(WHAT TO PRODUCE): Each line below must be set down exactly; omit any image you find.

(DATASET RECORDS):

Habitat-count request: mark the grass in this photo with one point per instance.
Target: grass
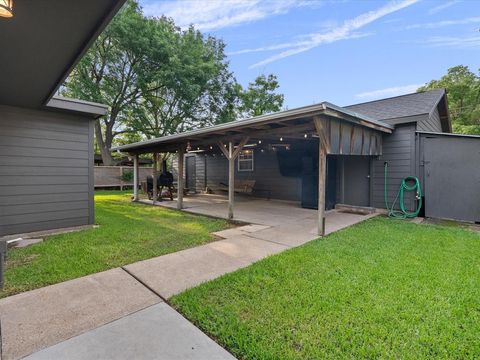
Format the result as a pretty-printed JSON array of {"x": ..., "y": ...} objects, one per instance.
[
  {"x": 128, "y": 232},
  {"x": 380, "y": 289}
]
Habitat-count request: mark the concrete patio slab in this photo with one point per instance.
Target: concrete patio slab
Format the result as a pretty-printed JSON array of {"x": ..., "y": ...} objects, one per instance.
[
  {"x": 240, "y": 230},
  {"x": 157, "y": 332},
  {"x": 171, "y": 274},
  {"x": 39, "y": 318}
]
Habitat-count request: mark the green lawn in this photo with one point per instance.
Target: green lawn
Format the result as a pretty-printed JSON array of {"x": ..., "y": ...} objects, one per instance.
[
  {"x": 381, "y": 289},
  {"x": 127, "y": 233}
]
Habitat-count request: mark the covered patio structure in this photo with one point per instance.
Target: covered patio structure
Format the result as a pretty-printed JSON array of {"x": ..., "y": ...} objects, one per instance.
[{"x": 319, "y": 130}]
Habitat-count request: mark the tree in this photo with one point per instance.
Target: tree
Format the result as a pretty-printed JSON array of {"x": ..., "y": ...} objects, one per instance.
[
  {"x": 260, "y": 97},
  {"x": 192, "y": 89},
  {"x": 463, "y": 88}
]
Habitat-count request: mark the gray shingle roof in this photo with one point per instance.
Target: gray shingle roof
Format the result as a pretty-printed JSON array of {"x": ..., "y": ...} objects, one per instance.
[{"x": 399, "y": 106}]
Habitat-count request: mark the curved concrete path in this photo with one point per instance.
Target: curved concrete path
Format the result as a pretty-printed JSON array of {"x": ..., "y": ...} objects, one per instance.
[{"x": 120, "y": 313}]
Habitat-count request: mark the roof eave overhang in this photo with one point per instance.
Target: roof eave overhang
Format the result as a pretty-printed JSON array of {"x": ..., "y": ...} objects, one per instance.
[
  {"x": 218, "y": 131},
  {"x": 84, "y": 48},
  {"x": 91, "y": 109}
]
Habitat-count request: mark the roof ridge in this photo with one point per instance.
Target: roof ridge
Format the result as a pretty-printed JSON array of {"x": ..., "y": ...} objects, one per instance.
[{"x": 396, "y": 97}]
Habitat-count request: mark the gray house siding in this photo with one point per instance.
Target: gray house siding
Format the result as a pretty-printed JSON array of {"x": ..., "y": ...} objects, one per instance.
[
  {"x": 46, "y": 170},
  {"x": 399, "y": 152}
]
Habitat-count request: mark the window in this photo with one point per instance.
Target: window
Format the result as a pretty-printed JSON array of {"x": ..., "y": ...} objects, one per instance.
[{"x": 245, "y": 160}]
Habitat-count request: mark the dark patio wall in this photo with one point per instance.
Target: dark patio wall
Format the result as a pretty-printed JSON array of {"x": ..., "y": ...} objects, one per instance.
[{"x": 46, "y": 170}]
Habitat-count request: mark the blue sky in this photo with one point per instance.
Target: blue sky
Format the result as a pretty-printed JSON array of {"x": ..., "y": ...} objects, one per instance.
[{"x": 339, "y": 51}]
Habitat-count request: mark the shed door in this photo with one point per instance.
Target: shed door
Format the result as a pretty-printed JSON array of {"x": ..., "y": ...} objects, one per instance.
[
  {"x": 452, "y": 178},
  {"x": 190, "y": 173}
]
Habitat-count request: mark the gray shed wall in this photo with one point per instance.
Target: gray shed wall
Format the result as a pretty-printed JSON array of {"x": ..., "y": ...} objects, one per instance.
[
  {"x": 399, "y": 152},
  {"x": 46, "y": 170},
  {"x": 450, "y": 176}
]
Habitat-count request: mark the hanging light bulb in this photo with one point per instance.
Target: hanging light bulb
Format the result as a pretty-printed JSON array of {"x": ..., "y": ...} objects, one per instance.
[{"x": 6, "y": 8}]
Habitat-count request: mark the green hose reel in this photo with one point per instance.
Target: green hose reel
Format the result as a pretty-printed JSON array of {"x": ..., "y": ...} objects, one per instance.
[{"x": 410, "y": 183}]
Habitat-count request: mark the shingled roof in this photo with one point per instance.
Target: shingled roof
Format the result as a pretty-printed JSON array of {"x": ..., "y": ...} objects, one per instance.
[{"x": 400, "y": 106}]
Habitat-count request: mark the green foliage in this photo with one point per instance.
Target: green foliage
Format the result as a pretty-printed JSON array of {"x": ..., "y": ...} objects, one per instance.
[
  {"x": 463, "y": 88},
  {"x": 260, "y": 97},
  {"x": 127, "y": 232},
  {"x": 191, "y": 90},
  {"x": 158, "y": 79},
  {"x": 382, "y": 289}
]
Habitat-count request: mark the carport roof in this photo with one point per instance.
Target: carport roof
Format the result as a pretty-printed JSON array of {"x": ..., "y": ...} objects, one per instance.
[
  {"x": 324, "y": 108},
  {"x": 42, "y": 43}
]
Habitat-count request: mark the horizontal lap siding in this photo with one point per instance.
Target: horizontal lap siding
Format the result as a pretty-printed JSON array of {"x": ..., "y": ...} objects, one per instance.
[
  {"x": 45, "y": 170},
  {"x": 268, "y": 180},
  {"x": 399, "y": 151}
]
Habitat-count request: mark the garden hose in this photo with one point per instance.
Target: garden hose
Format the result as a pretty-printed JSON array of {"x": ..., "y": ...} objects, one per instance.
[{"x": 404, "y": 186}]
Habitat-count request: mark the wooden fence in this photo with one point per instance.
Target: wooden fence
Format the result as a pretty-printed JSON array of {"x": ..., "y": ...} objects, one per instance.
[{"x": 114, "y": 176}]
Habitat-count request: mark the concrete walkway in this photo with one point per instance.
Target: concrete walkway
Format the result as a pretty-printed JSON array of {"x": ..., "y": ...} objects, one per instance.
[
  {"x": 158, "y": 332},
  {"x": 120, "y": 313}
]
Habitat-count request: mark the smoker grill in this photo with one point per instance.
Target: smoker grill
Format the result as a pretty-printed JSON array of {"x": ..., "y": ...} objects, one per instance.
[{"x": 164, "y": 180}]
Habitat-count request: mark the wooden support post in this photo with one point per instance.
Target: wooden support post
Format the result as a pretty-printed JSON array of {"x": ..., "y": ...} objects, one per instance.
[
  {"x": 155, "y": 178},
  {"x": 323, "y": 150},
  {"x": 231, "y": 180},
  {"x": 135, "y": 177},
  {"x": 231, "y": 154},
  {"x": 181, "y": 154}
]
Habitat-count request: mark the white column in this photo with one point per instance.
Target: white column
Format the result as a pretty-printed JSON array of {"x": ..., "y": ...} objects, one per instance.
[
  {"x": 180, "y": 179},
  {"x": 135, "y": 177},
  {"x": 231, "y": 180}
]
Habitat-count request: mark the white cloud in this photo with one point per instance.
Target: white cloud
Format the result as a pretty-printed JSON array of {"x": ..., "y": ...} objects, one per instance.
[
  {"x": 388, "y": 92},
  {"x": 443, "y": 23},
  {"x": 454, "y": 42},
  {"x": 442, "y": 7},
  {"x": 347, "y": 30},
  {"x": 217, "y": 14}
]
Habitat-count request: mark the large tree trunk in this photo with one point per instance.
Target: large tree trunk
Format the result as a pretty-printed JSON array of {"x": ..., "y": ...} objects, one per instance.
[{"x": 104, "y": 145}]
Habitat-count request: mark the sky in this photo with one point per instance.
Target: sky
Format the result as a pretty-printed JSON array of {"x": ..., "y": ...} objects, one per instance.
[{"x": 345, "y": 51}]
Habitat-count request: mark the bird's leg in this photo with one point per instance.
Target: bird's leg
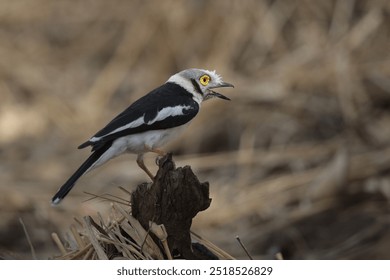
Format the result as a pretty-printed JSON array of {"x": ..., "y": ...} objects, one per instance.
[
  {"x": 159, "y": 152},
  {"x": 141, "y": 164}
]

(ANSWER TO THE EXERCISE):
Habitat-count request: mark the grass in this photo with one point per instance.
Target: grass
Format the result as a pretty-printed JSON array of {"x": ..., "y": ...} objects, one per instance.
[
  {"x": 128, "y": 232},
  {"x": 380, "y": 289}
]
Habitat-count request: mark the concrete patio slab in this photo with one point per instance.
Target: concrete patio slab
Format the result as a pretty-printed JSON array of {"x": ..., "y": ...} objects, one per instance.
[
  {"x": 240, "y": 230},
  {"x": 157, "y": 332},
  {"x": 171, "y": 274},
  {"x": 39, "y": 318}
]
Habitat-count request: mark the green lawn in this photo with one point per instance.
Target: green lawn
Format the result as a pretty-printed JSON array of {"x": ..., "y": ...} objects, one per instance.
[
  {"x": 381, "y": 289},
  {"x": 127, "y": 233}
]
Habitat-count request: mark the covered patio structure in this photo with one point per instance.
Target: covered patio structure
Format the result as a pretty-printed JSON array of {"x": ..., "y": ...} objects, one per instance.
[{"x": 319, "y": 130}]
Habitat-count request: mark the tree in this photo with one point per instance.
Target: tree
Format the result as a pretty-printed JSON array of {"x": ..., "y": ...} objects, one per instance.
[
  {"x": 260, "y": 97},
  {"x": 192, "y": 89},
  {"x": 463, "y": 88}
]
Habitat-count request: mark the gray shingle roof in this photo with one point per instance.
Target: gray shingle roof
Format the result as a pretty-printed JSON array of {"x": ..., "y": ...} objects, one per instance.
[{"x": 399, "y": 106}]
Habitat-count request: mark the curved concrete path in this photo with one point per instance.
Target: curved concrete path
Format the result as a pretty-printed JSON array of {"x": ..., "y": ...} objects, one per instance.
[{"x": 120, "y": 313}]
Habitat-count request: mark the roof eave overhang in this photo with one point per instance.
Target: roof eave overhang
Format the result as a pretty-printed JSON array of {"x": ..., "y": ...} objects, one per instance.
[
  {"x": 218, "y": 131},
  {"x": 84, "y": 48},
  {"x": 91, "y": 109}
]
Habitat-count request: mark the roof ridge in this photo with one point per instance.
Target: roof ridge
Format the result as a pretty-printed JSON array of {"x": ..., "y": ...} objects, one per instance.
[{"x": 396, "y": 97}]
Habitat-count request: mark the gray house siding in this photo with one point per instance.
Target: gray house siding
Format the result as a pretty-printed JSON array of {"x": ..., "y": ...} objects, one per instance.
[
  {"x": 46, "y": 170},
  {"x": 399, "y": 152}
]
Habitat-count request: mark the window in this photo with one point per instance.
Target: window
Format the result as a pretty-printed JSON array of {"x": ..., "y": ...} objects, one per instance.
[{"x": 245, "y": 160}]
Habitat-count request: mark the dark patio wall in this photo with one point per instance.
Target: dark patio wall
Format the result as a pretty-printed JSON array of {"x": ..., "y": ...} objects, one per instance.
[{"x": 46, "y": 170}]
Habitat-count request: mark the blue sky in this photo with one point per instance.
Target: blue sky
Format the result as a pretty-printed JSON array of {"x": ..., "y": ...} objects, one per instance.
[{"x": 339, "y": 51}]
Habitat-count request: mark the shed door in this photo with one point per instance.
Target: shed door
Format the result as a pretty-printed JSON array of {"x": ..., "y": ...} objects, one per instance.
[
  {"x": 452, "y": 178},
  {"x": 190, "y": 173}
]
Habitat-count request: mark the gray shed wall in this photo with one point per instance.
Target: gray shed wall
Format the result as a pretty-printed JSON array of {"x": ..., "y": ...} objects, one per instance.
[
  {"x": 399, "y": 152},
  {"x": 46, "y": 170},
  {"x": 450, "y": 176}
]
Habitat-count request: mark the hanging light bulb in this photo with one point per instance.
Target: hanging light bulb
Format the result as a pretty-printed JSON array of {"x": ..., "y": ...} objects, one per instance.
[{"x": 6, "y": 8}]
Habitat-count request: mark the green hose reel in this photo with one point per instance.
Target: green hose reel
Format the result as a pretty-printed JSON array of {"x": ..., "y": ...} objects, one per instance.
[{"x": 410, "y": 183}]
Habitat-count request: mark the shingled roof in this photo with one point per instance.
Target: shingled roof
Format the result as a pretty-printed JSON array of {"x": ..., "y": ...} objects, one per instance.
[{"x": 400, "y": 106}]
Habitat-count request: mark the green foliage in this photo with one point per instance.
Target: green foliage
Format the result as a pretty-printed JSON array of {"x": ..., "y": ...} objects, one per instance.
[
  {"x": 463, "y": 88},
  {"x": 260, "y": 97},
  {"x": 127, "y": 232},
  {"x": 191, "y": 90},
  {"x": 158, "y": 79},
  {"x": 382, "y": 289}
]
Habitat-count request: mark the carport roof in this photo with one point per instance.
Target: carport roof
Format the result as a pretty-printed JSON array of {"x": ..., "y": ...} objects, one per instance.
[
  {"x": 324, "y": 108},
  {"x": 42, "y": 43}
]
Habitat-count request: mark the horizontal lap siding in this photo with one point per instance.
Target: horizontal lap siding
Format the result as a pretty-printed JSON array of {"x": ..., "y": ...} objects, one per instance.
[
  {"x": 45, "y": 170},
  {"x": 268, "y": 180},
  {"x": 399, "y": 151}
]
Habitat-count request: mark the garden hose in this photo with one point per instance.
Target: garden hose
Format the result as a pretty-printed JSON array of {"x": ..., "y": ...} objects, one per instance.
[{"x": 404, "y": 186}]
Habitat-count request: mark the wooden fence in this photo with one point per instance.
Target: wooden fence
Format the result as a pretty-printed JSON array of {"x": ..., "y": ...} objects, one per instance.
[{"x": 114, "y": 176}]
Habitat-count request: mark the concrete walkway in this photo with one point per instance.
Target: concrete walkway
Format the result as a pretty-printed JSON array of {"x": ..., "y": ...} objects, one per instance.
[
  {"x": 158, "y": 332},
  {"x": 120, "y": 313}
]
Habitat-count request: mark the smoker grill in this photo with one point per instance.
Target: smoker grill
Format the result as a pretty-printed JSON array of {"x": ..., "y": ...} objects, one per instance.
[{"x": 164, "y": 180}]
Habitat-count request: mark the wooden support post in this photo with one point per instance.
Target: wooden support post
Format the result as a pretty-printed JSON array of {"x": ..., "y": ...} objects, one per instance.
[
  {"x": 155, "y": 178},
  {"x": 323, "y": 150},
  {"x": 231, "y": 180},
  {"x": 135, "y": 177},
  {"x": 231, "y": 154},
  {"x": 181, "y": 154}
]
Habitat-count request: mark the white column in this photo with one point per instance.
Target: white column
Format the result as a pretty-printed JSON array of {"x": ..., "y": ...} objects, one per instance.
[
  {"x": 180, "y": 179},
  {"x": 135, "y": 177},
  {"x": 231, "y": 180}
]
Habitat-count request: mark the white cloud in this photo with one point per instance.
Target: white cloud
Format the result as a pretty-printed JSON array of {"x": ..., "y": ...} objects, one per instance.
[
  {"x": 388, "y": 92},
  {"x": 443, "y": 23},
  {"x": 454, "y": 42},
  {"x": 442, "y": 7},
  {"x": 347, "y": 30},
  {"x": 217, "y": 14}
]
Habitat-count request: mark the large tree trunk in this photo with one point per instance.
Target: large tree trunk
Format the result as a pretty-printed JSON array of {"x": ..., "y": ...} objects, one per instance.
[{"x": 104, "y": 145}]
Habitat-count request: mark the sky in this photo with one point per instance.
Target: sky
Format the result as a pretty-printed JSON array of {"x": ..., "y": ...} objects, one per instance.
[{"x": 345, "y": 51}]
Habitat-count request: mark the bird's leg in this photo with one point per instance.
Target: bird's leg
Format the result as a pretty-printed JSON array of {"x": ..., "y": ...} objects, one per instance.
[
  {"x": 159, "y": 152},
  {"x": 141, "y": 164}
]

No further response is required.